(Referring expression grounding data)
**********

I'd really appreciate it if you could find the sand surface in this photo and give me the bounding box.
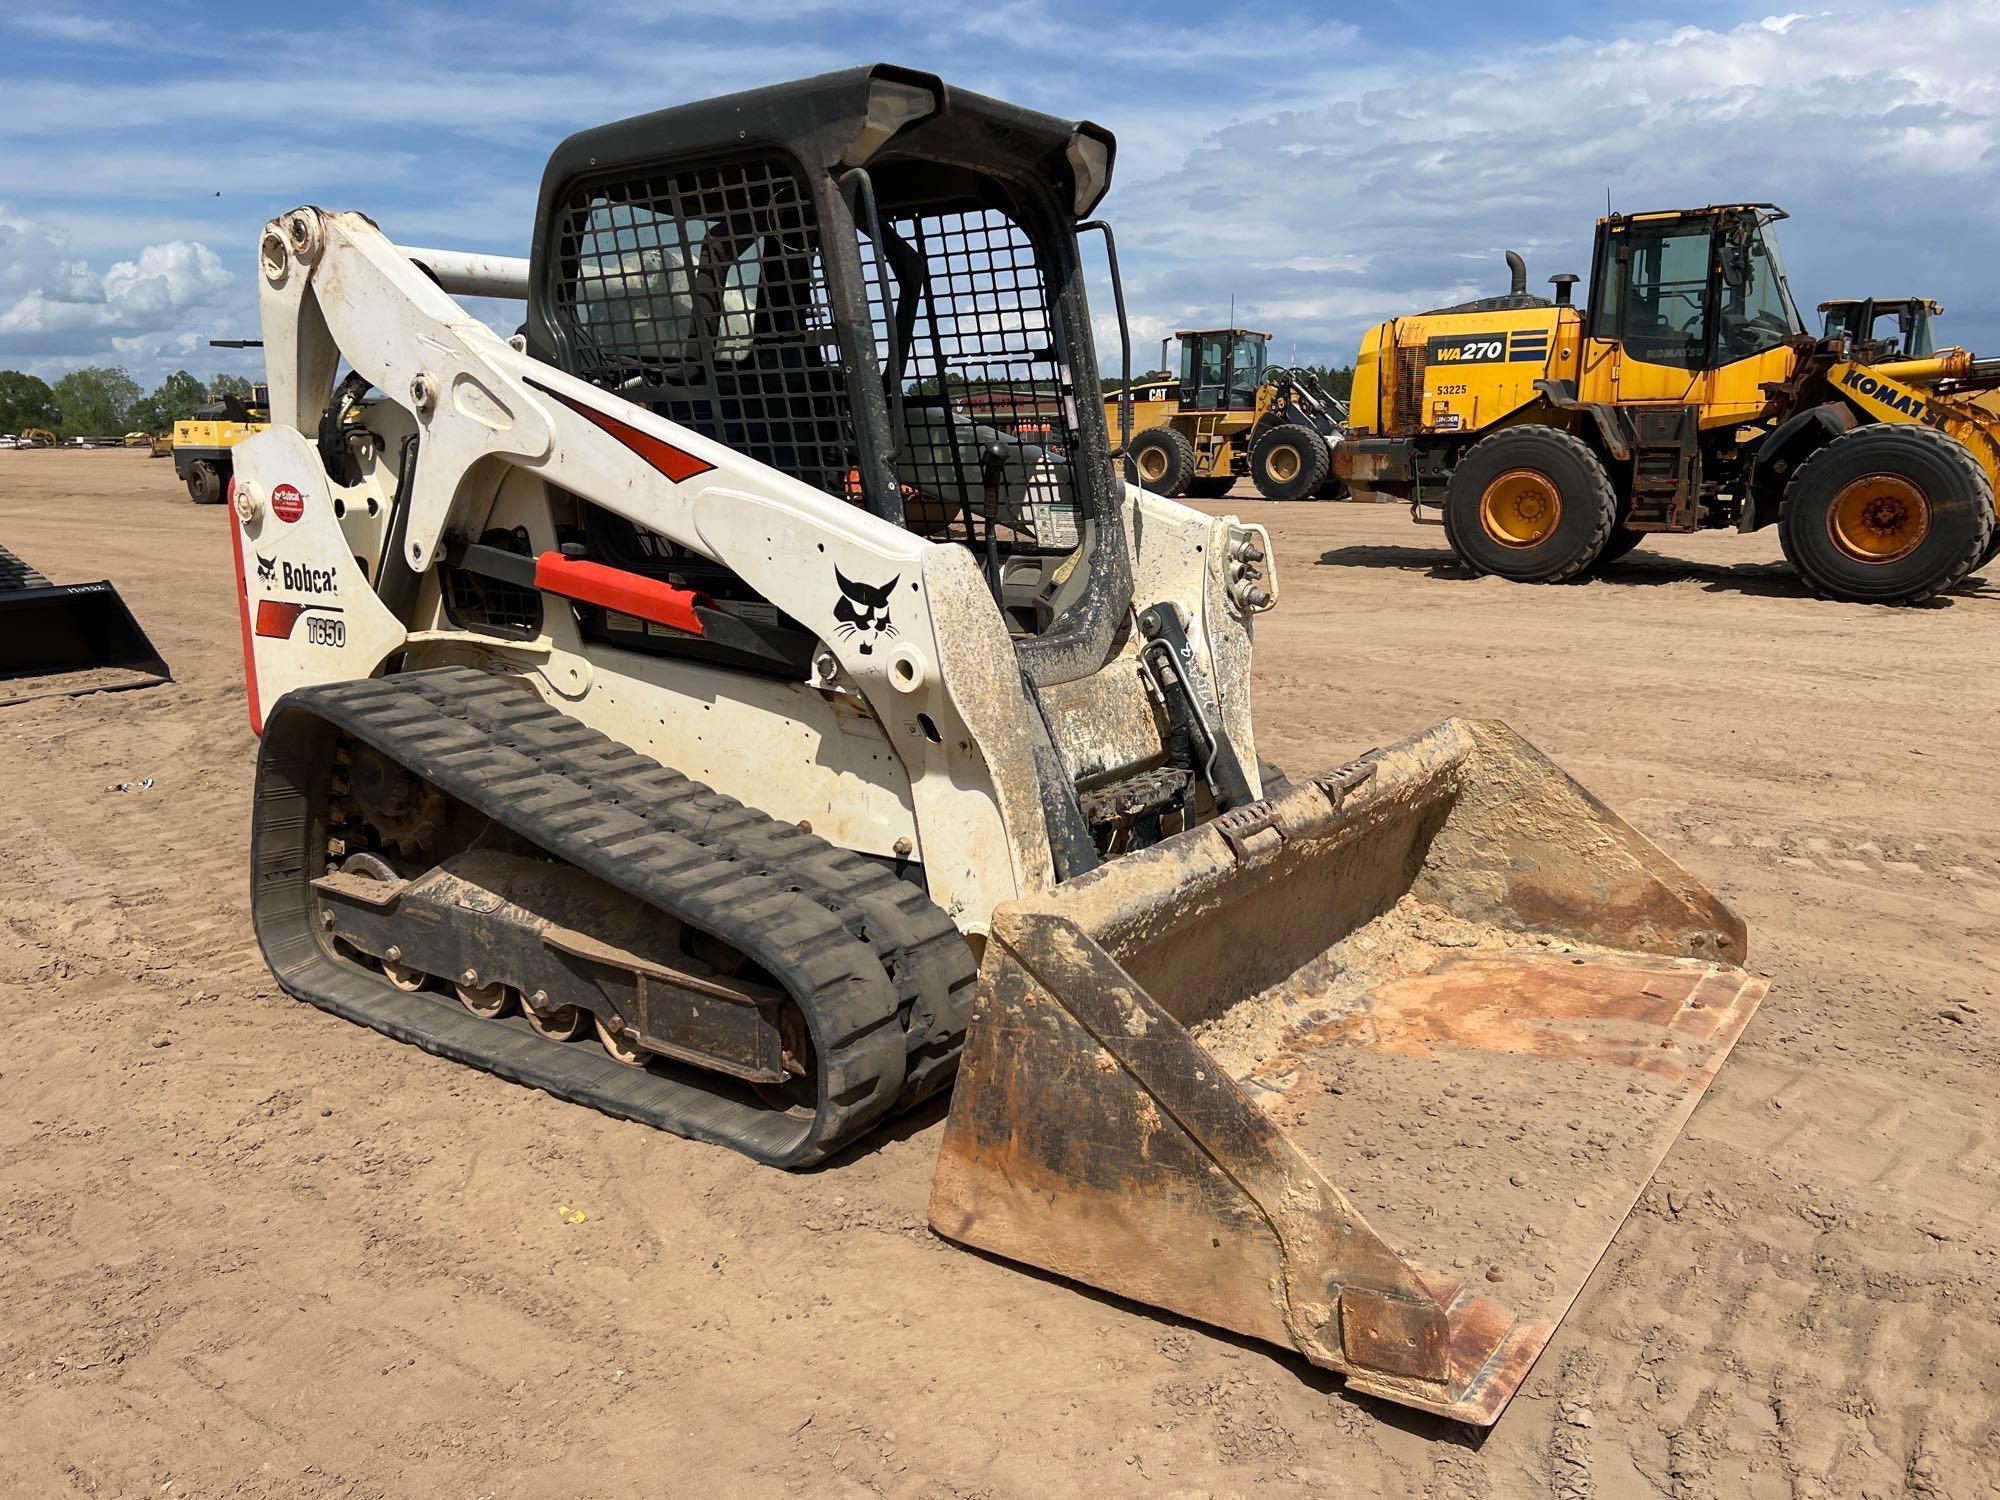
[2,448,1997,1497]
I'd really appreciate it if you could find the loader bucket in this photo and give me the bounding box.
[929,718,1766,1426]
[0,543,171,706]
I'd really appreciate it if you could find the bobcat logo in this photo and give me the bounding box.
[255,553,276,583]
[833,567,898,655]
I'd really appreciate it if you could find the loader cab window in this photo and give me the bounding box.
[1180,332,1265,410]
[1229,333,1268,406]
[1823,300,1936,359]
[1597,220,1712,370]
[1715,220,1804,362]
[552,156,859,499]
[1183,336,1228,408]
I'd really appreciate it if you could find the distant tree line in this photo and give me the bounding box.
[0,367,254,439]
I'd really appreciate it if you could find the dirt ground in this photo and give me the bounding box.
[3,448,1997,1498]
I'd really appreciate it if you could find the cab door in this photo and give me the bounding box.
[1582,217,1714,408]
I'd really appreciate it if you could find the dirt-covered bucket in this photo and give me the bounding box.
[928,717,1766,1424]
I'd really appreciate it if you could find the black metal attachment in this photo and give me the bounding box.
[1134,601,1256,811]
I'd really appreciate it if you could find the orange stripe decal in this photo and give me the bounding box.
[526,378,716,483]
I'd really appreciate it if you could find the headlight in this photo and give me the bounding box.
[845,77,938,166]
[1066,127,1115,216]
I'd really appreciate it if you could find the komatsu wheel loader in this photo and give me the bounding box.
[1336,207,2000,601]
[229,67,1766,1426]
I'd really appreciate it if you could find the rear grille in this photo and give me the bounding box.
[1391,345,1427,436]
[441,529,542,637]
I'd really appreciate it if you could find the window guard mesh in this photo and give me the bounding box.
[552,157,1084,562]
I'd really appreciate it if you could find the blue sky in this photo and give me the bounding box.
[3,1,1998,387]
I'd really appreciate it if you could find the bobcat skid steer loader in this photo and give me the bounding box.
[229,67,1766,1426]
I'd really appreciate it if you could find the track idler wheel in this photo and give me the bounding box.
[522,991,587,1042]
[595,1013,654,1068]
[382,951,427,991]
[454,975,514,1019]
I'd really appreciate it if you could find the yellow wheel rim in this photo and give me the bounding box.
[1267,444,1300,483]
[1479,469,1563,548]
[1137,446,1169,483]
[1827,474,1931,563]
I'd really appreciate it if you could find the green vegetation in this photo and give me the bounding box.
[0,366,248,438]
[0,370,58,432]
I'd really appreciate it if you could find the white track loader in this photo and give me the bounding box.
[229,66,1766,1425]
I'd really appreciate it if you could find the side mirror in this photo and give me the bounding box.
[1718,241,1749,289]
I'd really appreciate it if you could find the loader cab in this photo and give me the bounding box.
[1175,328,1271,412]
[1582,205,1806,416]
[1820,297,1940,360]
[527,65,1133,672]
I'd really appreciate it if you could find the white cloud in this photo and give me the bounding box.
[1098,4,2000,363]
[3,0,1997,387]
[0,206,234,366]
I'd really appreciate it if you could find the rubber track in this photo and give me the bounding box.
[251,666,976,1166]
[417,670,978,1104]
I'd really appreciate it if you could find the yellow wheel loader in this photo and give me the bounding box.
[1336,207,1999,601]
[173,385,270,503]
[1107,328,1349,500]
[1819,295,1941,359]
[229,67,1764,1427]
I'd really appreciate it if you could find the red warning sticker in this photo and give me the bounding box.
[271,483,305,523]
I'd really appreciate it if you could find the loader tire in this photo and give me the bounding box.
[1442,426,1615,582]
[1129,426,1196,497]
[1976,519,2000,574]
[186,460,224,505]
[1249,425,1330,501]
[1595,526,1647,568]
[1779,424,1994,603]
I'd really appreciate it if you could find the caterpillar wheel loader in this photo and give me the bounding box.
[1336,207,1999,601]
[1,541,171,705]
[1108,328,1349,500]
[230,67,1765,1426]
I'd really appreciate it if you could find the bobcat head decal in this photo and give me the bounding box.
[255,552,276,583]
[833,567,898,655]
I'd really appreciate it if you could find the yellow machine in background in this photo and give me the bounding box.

**********

**DIRECTIONS FOR THIS TASK:** Apart from the pictures, write every entry out again exactly.

**TASK RESPONSE:**
I'd really appreciate it if you could find the sand surface in this photo and give me the bounding box.
[2,448,1997,1497]
I'd really appreciate it if you could find the loader bucket in this photo and give me the bounding box.
[929,718,1766,1426]
[0,543,171,706]
I'd really appreciate it if you could find the bobcat logo in this photo and give me the bounding box.
[255,553,276,583]
[833,567,898,655]
I'd really appreciate it if you could find the loader cab window in this photo and give me the bounding box.
[1180,332,1265,410]
[1229,333,1268,406]
[1823,300,1936,359]
[1597,220,1712,370]
[1715,220,1804,362]
[552,156,859,499]
[1183,336,1228,408]
I'd really appreciate it if you could find the distant tree line in this photo and give me the bounding box.
[0,367,254,439]
I'd really appreciate it if you could find the dirt ground in this photo and give me the bounding box.
[3,448,1997,1498]
I'd really appreciate it if you could find the cab door in this photo and give me the bounding box.
[1582,217,1714,408]
I'd really appreciate it if you could find the dirt-covered bucket in this photo and give me the bounding box.
[928,717,1766,1424]
I'd really appreciate it if you could find the black metal attachment in this photo and give me the bounding box.
[1134,601,1256,811]
I'd really appreciate it if you could find the orange stripe decal in this photo and give me the bounding box.
[526,378,716,483]
I'd really appreciate it if you could find the headlight in this photo and give me the bounding box.
[845,77,938,166]
[1066,127,1115,216]
I'd really appreciate it if you could find the komatsu wheel loader in this photo and give me the bounding box.
[1336,207,2000,601]
[229,67,1766,1426]
I'd really appreciate it if you could find the rear grille in this photo and give me the bounding box.
[1391,345,1427,436]
[441,529,542,637]
I'd really appreciate it if you could find the window guard mesh in this photo and give me the bounding box.
[552,157,1084,562]
I'd really appreciate it if you could find the blue sky in this photo and give me the bounding box.
[3,1,1998,387]
I'd really appreciate it if you could find the bobcat skid steer loader in this photo and give me the bounding box.
[229,67,1766,1426]
I'd really appreciate it if you could find the track idler wheel in this photo and give me the bounding box.
[522,991,587,1042]
[595,1013,654,1068]
[382,951,427,991]
[454,975,514,1019]
I'd really appreciate it if you could find the yellow wheel rim in this photo and give me the bounding box.
[1267,444,1300,483]
[1479,469,1563,548]
[1137,446,1169,483]
[1827,474,1931,563]
I'd really appreciate it if you could find the green vegetation in this photo and give me the bounding box.
[0,366,248,438]
[0,370,58,432]
I'd really appreciate it if you could find the white track loader in this photo and give me the bounding box.
[229,66,1766,1425]
I'd really appreciate it if you could find the side mirror in this photo and give me the bounding box.
[1718,241,1749,289]
I'd really appreciate it if you could find the loader cab in this photo and give me the bounding box.
[1175,328,1271,412]
[1582,205,1806,416]
[1820,297,1940,360]
[527,65,1133,672]
I'd really appreciate it if you could find the white cloud in this photo and give me the bounding box.
[1098,4,2000,363]
[3,0,1997,387]
[0,206,234,366]
I'd really appreciate it if you could find the rubber track in this photo and give me the bounding box.
[251,666,976,1166]
[417,670,978,1104]
I'd really appreciate it if you could find the yellow wheel loader in this photo and give me the bounding box.
[1336,207,1999,601]
[173,385,270,503]
[1107,328,1349,500]
[1819,295,1941,359]
[229,67,1764,1427]
I'd really appreciate it if you could find the red warning sticker in this photo and give me the bounding box.
[271,483,305,523]
I'd really appreciate it if you could find the loader tire in this photo and give me the bounding box.
[1442,426,1615,582]
[1129,426,1196,497]
[1976,519,2000,574]
[186,460,224,505]
[1249,425,1330,501]
[1595,526,1647,568]
[1779,424,1994,603]
I'd really appreciate it if you could find the caterpillar wheel loader in this photo and give me the bounding box.
[1336,207,1999,601]
[1,541,171,705]
[1108,328,1349,500]
[230,67,1765,1426]
I'd really appreciate it if you could find the bobcat head decal in this photo and give me the bounding box.
[255,552,276,583]
[833,567,898,655]
I'd really appreciate it if you could find the yellow machine in background in this photo and give me the bounding box.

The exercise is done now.